作業指示 =
**A.** 鎌倉の日本料理店についての文章にある「先日、尊敬する先輩方との会食で世代の話題になり、「ストック文化」という言葉が何度か出てきました。」という一文を英語に訳してください。
**B.** 鎌倉の日本料理店についての文章を、最後の文に続けて書き継いでください。

原文 =
-------

甘糟りり子の「鎌倉暮らしの鎌倉ごはん」Vol.3/【かまくら 一平】日本料理
ゆったりとした独特の時間が流れる鎌倉。その街に暮らす作家・甘糟りり子さんが友人や家族と一緒に行きたい、とっておきのお店のことをエッセイでつづります。ここ数日のような寒波がやってくる寒い日には【かまくら 一平】のすっぽん鍋が食べたくなるという甘糟さん。由比ヶ浜通りに面した目立たない扉を開けば、京都で学び、骨董が好きというご主人・武村一平さんが醸し出す心地よい空間が迎えてくれます。きちんとした日本料理ながらどこか温かみがある、鎌倉らしい空気が流れる日本料理店での夜ご飯は身も心も満たされます。
鎌倉の日本料理のカウンターで考えた「ストック文化」と「フロー文化」
先日、尊敬する先輩方との会食で世代の話題になり、「ストック文化」という言葉が何度か出てきました。

-------

[対象点ラベル]
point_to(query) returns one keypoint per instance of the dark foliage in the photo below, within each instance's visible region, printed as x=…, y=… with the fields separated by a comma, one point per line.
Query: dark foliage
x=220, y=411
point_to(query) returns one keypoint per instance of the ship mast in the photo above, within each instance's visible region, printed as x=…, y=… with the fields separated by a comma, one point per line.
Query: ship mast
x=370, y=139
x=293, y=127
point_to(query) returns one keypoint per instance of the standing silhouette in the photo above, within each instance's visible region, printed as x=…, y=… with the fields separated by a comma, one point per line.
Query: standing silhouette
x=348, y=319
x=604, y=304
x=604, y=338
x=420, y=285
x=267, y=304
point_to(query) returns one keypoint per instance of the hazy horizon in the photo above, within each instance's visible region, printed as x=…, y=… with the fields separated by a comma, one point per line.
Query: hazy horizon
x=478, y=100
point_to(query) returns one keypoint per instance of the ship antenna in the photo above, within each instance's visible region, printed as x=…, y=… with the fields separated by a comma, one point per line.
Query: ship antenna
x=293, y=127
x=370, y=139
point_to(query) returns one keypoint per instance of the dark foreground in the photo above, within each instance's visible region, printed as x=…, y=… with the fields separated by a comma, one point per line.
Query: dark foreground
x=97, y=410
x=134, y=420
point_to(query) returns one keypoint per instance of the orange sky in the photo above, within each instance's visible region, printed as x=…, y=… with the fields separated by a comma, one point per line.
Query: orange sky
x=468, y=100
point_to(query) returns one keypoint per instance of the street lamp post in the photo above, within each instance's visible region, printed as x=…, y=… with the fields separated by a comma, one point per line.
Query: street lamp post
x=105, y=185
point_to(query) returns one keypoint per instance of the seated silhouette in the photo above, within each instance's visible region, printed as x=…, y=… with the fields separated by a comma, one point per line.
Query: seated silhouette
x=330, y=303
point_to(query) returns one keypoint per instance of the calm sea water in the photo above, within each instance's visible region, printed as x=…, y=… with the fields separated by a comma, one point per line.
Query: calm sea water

-------

作業結果 =
**A.** The other day, at a dinner with some senior colleagues whom I respect, the conversation turned to the topic of generations, and the term "stock culture" came up several times.

**B.**
ある一つの情報を、目の前の物事だけではなくその背景や過去なども含めて捉えるのがストック文化。情報を物語として扱うのですね。対してフロー文化は情報を現象としてのみ受け止める。そのままの形と大きさで楽しむわけです。一見、フロー文化の方が自由でポップで新しいもののように感じますが、本当に新しい物事はストック文化がなければ生まれません。新しいことをするには古いことを知らなければならないし、知らなければ何が新しいのかわからない。大げさに文章にしてみましたが、いたって当たり前のことでしたね。
正直なところ、「創作和食」という言葉が苦手です。地図でしか知らない遠い国の料理であればこちらもフロー文化的に捉えるしかないけれど、日本で生まれ育った私にとって、和食と称されるものはすべてストック文化、つまりは長い物語の中でしか接することができないのです。創作和食は接し方がわからない。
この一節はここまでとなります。